**WORK INSTRUCTIONS**.
List every person mentioned by name in the article on Castle Nugent Farms below.
===== SOURCE DOCUMENT
Feb. 15, 2006 – A bill to study the feasibility of designating Castle Nugent Farms as a unit of the National Park System is scheduled for a hearing Thursday before the Subcommittee on Parks of the U.S. Senate's Energy and Natural Resources Committee, according to a release issued from Delegate to Congress Donna M. Christensen.
Christensen sponsored the bill, H.R. 318, which passed the U.S. House of Representatives unanimously on Nov. 15, 2005. The bill requires the Secretary of Interior to determine whether the 1,350-acre property on St. Croix's southeastern shore is suitable to become a part of the National Park System in the U.S. Virgin Islands.
A similar bill passed the House last year, but was not considered by the Senate before Congress adjourned. (See "Castle Nugent One Step Closer to National Park Status".)
The farm, which is best known as a breeding center of the world famous Senepol cattle, covers dry forest and pastureland rich in cultural resources predating the arrival of Christopher Columbus at Salt River in 1493. Located on the ranch is a large Danish estate house dating to the 1730s that is listed on the National Register of Historic Places. The land is bordered by four miles of pristine oceanfront with a coral reef, which some marine scientists say is the largest and healthiest in the territory.
In 2003, Caroline Gasperi, one of the owners of the farm, said she has been approached by several people "who would like to divvy up the ranch for wall-to-wall condominiums or more casinos." She said the ranch is one of the oldest in the West Indies and having it designated as a National Park would be an advantage to the tourist market on St. Croix.
Christensen noted that both the National Park Service and the property owners are enthusiastic about the possibility of it becoming a National Park.
In support of the passage of her bill, Christensen said that the Gasperi family property contains natural and cultural resources that should be preserved and interpreted for future generations. "The owners are justifiably proud of their ranch, which contains more than four miles of pristine oceanfront with a large and healthy fringing coral reef," Christensen said.
"The interior of the property consists of Caribbean dry forest and pasture lands with cultural resources from both pre-Columbian and post-European settlement," Christensen said.
The property also includes a large Danish estate house dating to the 1730s that is listed on the National Register of Historic Places.
==========
===== DATA SHOWN
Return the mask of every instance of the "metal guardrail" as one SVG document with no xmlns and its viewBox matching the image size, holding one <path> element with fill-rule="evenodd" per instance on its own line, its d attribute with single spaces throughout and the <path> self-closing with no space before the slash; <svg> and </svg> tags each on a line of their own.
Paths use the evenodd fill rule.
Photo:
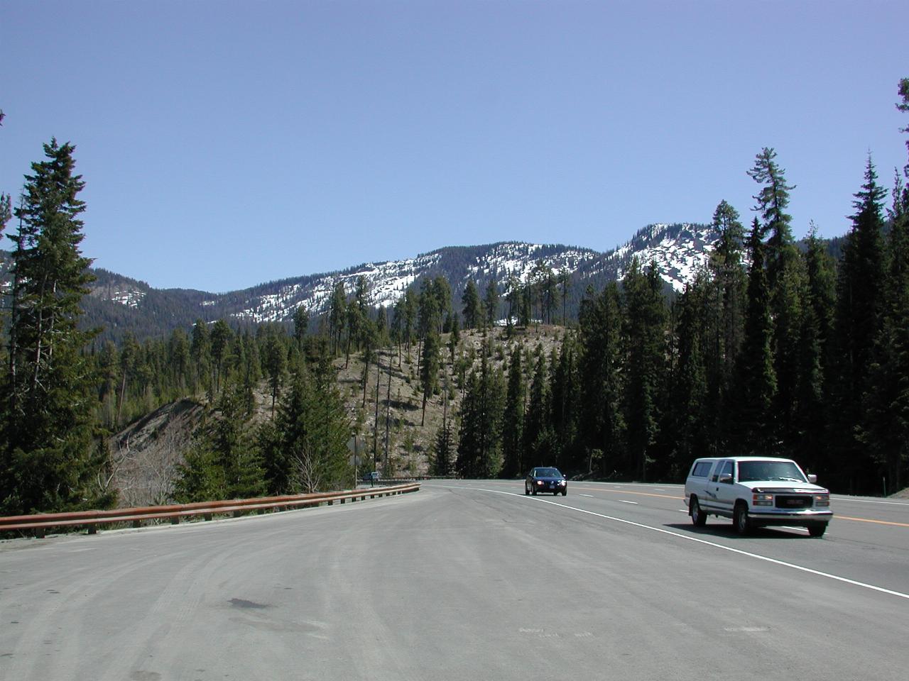
<svg viewBox="0 0 909 681">
<path fill-rule="evenodd" d="M 257 498 L 227 499 L 225 501 L 197 501 L 191 504 L 171 504 L 168 506 L 146 506 L 137 508 L 112 508 L 110 510 L 75 511 L 72 513 L 35 513 L 28 516 L 0 517 L 0 534 L 32 530 L 42 538 L 46 530 L 53 528 L 85 527 L 89 534 L 97 532 L 99 525 L 131 523 L 134 528 L 141 527 L 143 520 L 168 519 L 177 525 L 181 518 L 202 516 L 211 520 L 216 515 L 233 515 L 235 518 L 250 511 L 271 508 L 290 510 L 308 506 L 332 506 L 335 501 L 365 500 L 366 498 L 388 497 L 397 494 L 415 492 L 420 483 L 411 482 L 394 487 L 376 487 L 366 489 L 349 489 L 340 492 L 321 492 L 317 494 L 297 494 L 287 497 L 261 497 Z"/>
</svg>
==========
**THE COMPLETED TASK**.
Donna M. Christensen, Caroline Gasperi, Christopher Columbus